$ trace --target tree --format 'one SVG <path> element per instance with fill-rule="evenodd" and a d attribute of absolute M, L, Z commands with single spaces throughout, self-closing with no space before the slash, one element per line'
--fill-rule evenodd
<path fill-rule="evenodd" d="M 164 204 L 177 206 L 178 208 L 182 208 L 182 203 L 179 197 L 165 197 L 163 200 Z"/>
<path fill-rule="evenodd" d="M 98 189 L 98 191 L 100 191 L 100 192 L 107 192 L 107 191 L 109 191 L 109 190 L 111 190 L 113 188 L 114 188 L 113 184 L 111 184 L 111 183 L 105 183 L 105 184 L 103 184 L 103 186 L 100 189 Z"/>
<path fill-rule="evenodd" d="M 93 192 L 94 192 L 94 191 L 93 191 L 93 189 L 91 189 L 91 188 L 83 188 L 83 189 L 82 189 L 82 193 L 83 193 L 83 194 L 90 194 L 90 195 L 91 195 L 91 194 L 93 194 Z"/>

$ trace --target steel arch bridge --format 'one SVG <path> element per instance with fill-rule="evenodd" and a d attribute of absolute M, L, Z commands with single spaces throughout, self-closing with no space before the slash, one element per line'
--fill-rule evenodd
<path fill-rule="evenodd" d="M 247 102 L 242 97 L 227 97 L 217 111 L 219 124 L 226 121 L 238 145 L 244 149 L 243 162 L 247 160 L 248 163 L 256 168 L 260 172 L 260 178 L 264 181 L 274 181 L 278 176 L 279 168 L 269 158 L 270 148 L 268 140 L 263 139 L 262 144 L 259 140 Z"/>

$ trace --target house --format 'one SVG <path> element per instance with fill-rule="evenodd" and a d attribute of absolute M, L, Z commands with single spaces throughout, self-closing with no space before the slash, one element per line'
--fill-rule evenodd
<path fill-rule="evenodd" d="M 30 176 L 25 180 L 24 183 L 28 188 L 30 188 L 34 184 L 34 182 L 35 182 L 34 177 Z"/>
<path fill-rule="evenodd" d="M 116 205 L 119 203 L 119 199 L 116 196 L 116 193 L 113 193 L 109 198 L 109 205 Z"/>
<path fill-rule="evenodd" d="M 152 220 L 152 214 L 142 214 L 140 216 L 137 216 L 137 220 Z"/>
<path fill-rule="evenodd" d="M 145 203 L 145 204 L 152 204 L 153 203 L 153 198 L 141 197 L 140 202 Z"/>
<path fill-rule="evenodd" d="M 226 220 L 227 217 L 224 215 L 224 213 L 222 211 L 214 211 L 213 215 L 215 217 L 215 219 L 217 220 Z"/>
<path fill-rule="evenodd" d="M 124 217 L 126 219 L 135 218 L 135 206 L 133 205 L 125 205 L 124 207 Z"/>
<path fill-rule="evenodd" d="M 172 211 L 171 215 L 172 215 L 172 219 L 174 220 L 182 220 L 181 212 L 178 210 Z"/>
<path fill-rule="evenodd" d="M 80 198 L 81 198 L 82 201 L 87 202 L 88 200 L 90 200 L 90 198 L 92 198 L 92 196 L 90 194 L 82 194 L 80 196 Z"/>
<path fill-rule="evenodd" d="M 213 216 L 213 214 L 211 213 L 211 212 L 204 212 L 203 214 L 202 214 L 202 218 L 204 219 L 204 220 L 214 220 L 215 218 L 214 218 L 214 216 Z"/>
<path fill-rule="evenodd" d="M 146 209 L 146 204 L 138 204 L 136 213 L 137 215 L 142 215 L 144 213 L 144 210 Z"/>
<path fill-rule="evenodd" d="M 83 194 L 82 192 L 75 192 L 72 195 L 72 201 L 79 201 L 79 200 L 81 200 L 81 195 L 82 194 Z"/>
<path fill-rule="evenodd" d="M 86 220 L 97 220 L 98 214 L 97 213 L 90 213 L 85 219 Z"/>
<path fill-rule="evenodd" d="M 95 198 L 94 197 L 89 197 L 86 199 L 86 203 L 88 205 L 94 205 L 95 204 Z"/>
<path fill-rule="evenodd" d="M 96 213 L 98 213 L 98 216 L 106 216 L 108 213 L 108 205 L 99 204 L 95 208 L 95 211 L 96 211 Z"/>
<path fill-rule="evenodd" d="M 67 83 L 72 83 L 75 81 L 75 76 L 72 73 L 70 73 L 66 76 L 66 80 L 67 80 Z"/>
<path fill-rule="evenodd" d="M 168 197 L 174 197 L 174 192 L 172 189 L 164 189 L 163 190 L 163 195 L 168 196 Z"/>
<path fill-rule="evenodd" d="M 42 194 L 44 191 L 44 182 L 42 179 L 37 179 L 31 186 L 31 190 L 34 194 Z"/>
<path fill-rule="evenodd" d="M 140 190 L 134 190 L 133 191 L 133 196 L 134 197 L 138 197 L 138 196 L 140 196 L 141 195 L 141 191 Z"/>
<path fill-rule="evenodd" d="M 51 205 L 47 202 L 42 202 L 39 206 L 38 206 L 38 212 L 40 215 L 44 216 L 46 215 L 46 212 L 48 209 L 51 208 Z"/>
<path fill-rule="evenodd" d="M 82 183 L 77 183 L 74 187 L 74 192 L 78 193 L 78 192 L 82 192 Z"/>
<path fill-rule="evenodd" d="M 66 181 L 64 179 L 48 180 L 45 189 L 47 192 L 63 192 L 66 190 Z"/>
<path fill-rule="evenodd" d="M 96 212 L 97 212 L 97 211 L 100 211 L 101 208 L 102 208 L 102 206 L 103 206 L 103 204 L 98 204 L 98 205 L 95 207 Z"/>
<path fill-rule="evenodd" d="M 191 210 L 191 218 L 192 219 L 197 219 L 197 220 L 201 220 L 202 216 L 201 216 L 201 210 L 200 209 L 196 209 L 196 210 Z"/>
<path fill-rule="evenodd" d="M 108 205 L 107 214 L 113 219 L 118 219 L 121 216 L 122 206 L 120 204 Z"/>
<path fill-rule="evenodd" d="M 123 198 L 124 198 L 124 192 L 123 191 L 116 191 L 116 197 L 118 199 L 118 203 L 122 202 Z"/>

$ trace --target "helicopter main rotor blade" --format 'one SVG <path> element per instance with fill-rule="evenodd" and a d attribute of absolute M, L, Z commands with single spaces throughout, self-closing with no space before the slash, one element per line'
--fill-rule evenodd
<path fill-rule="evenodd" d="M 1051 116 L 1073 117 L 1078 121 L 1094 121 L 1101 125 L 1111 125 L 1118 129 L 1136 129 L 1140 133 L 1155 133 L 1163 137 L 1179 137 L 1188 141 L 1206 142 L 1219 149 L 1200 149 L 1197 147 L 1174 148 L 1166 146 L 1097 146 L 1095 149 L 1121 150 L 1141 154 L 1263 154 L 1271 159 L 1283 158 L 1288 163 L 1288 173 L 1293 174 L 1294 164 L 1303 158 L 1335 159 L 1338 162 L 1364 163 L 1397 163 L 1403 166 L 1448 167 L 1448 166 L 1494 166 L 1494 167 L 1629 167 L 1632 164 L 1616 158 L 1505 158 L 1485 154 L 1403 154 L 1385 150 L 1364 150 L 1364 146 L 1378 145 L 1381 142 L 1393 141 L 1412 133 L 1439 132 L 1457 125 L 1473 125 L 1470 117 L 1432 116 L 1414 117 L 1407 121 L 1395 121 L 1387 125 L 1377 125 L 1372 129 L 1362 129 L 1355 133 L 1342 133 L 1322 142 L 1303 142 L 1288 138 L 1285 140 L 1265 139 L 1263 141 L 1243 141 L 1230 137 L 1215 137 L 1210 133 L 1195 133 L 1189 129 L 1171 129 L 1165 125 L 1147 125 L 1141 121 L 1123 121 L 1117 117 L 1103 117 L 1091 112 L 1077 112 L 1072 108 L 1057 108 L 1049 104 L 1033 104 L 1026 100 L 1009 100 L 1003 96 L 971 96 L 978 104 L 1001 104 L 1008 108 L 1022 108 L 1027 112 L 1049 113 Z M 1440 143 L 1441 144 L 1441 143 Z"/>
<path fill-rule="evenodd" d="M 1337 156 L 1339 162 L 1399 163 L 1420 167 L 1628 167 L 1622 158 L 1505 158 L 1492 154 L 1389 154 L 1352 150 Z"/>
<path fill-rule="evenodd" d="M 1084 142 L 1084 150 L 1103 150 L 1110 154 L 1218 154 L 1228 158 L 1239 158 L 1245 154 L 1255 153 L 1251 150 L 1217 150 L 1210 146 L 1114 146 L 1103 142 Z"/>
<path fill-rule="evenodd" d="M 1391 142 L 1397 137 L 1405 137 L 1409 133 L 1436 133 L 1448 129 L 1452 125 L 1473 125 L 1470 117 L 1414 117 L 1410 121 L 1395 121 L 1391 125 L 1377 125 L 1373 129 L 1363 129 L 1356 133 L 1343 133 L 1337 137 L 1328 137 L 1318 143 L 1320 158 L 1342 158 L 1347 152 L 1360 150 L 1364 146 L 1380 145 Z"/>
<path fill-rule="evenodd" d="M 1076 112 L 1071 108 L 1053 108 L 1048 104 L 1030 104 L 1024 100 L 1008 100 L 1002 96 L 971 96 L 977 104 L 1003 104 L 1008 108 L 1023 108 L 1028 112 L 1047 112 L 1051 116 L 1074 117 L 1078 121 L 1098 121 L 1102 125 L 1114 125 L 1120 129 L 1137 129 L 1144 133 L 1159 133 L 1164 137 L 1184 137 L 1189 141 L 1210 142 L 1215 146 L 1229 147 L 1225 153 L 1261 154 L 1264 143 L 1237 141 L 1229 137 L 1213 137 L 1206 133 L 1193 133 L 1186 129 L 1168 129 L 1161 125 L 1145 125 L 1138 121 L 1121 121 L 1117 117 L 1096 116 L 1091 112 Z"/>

☆ ☆ ☆ ☆ ☆ ☆ ☆

Try it - Each line from the top of the material above through the line with "trace --target steel" must be echoed exactly, and no other line.

Answer section -
$ trace --target tree --format 'one SVG <path> element per instance with fill-rule="evenodd" and a d attribute of absolute M, L, Z commands with single spaces throughout, self-closing with no space before the slash, one element per line'
--fill-rule evenodd
<path fill-rule="evenodd" d="M 164 204 L 177 206 L 178 208 L 182 208 L 182 203 L 179 197 L 165 197 L 163 200 Z"/>
<path fill-rule="evenodd" d="M 98 189 L 98 191 L 100 191 L 100 192 L 107 192 L 107 191 L 109 191 L 109 190 L 111 190 L 113 188 L 114 188 L 113 184 L 111 184 L 111 183 L 105 183 L 105 184 L 103 184 L 103 186 L 100 189 Z"/>
<path fill-rule="evenodd" d="M 93 192 L 94 192 L 94 191 L 93 191 L 93 189 L 91 189 L 91 188 L 83 188 L 83 189 L 82 189 L 82 193 L 83 193 L 83 194 L 90 194 L 90 195 L 91 195 L 91 194 L 93 194 Z"/>

$ trace --target steel arch bridge --format 'one SVG <path> element per instance with fill-rule="evenodd" and a d attribute of absolute M, L, Z commands with single spaces throughout, self-closing with no space before the slash, one element per line'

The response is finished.